## Request
Reproduce the rows from the line containing "Return the outline of every instance of the reflection" through the end of the rows, requests included, and multiply every vertex coordinate in the answers by 1.05, rounding each to a whole number with halves going up. Leave the pictures out.

## Entries
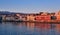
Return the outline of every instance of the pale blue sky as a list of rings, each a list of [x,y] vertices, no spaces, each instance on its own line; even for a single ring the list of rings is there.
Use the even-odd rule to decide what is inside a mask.
[[[0,11],[36,13],[58,10],[60,10],[60,0],[0,0]]]

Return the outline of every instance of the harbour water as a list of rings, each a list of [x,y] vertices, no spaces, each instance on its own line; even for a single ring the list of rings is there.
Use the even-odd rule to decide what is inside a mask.
[[[0,35],[60,35],[60,24],[2,22]]]

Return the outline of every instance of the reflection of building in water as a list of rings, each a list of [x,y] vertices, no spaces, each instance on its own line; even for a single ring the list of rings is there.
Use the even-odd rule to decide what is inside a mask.
[[[60,24],[56,24],[56,31],[60,32]]]
[[[44,24],[44,23],[35,23],[35,27],[40,29],[50,29],[50,24]]]

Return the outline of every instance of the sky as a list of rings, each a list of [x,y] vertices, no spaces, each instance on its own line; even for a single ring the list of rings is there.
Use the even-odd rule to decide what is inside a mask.
[[[0,0],[0,11],[38,13],[59,10],[60,0]]]

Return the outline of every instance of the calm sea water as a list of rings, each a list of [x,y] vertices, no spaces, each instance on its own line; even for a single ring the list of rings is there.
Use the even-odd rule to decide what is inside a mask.
[[[60,24],[2,22],[0,35],[60,35]]]

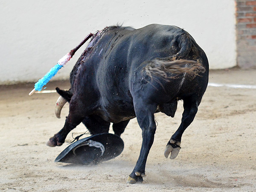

## Correct result
Return the outline of every instance of the reflection of building in water as a list of rings, each a list of [x,y] vertices, no spaces, each instance on its own line; even for a single ring the list of rings is there.
Use the even-odd rule to decide what is inside a mask.
[[[63,25],[59,25],[59,33],[63,34]]]
[[[46,25],[46,24],[37,24],[37,28],[42,30],[53,30],[53,25]]]

Return the outline of every instance of the sky as a list of rings, each a list of [x,y] vertices, no spaces, each instance on its own line; even for a single ring the list of rings is there.
Use the even-odd rule to decide what is inside a mask.
[[[0,0],[0,12],[40,14],[62,11],[63,0]]]

Return the outline of every instance of the calm sea water as a list of rings, each a list of [x,y] vertices, no spaces, each instance on its own line; even for a single ring the list of rings is there.
Use the even-odd rule to decide what is inside a mask.
[[[63,25],[2,23],[0,37],[63,37]]]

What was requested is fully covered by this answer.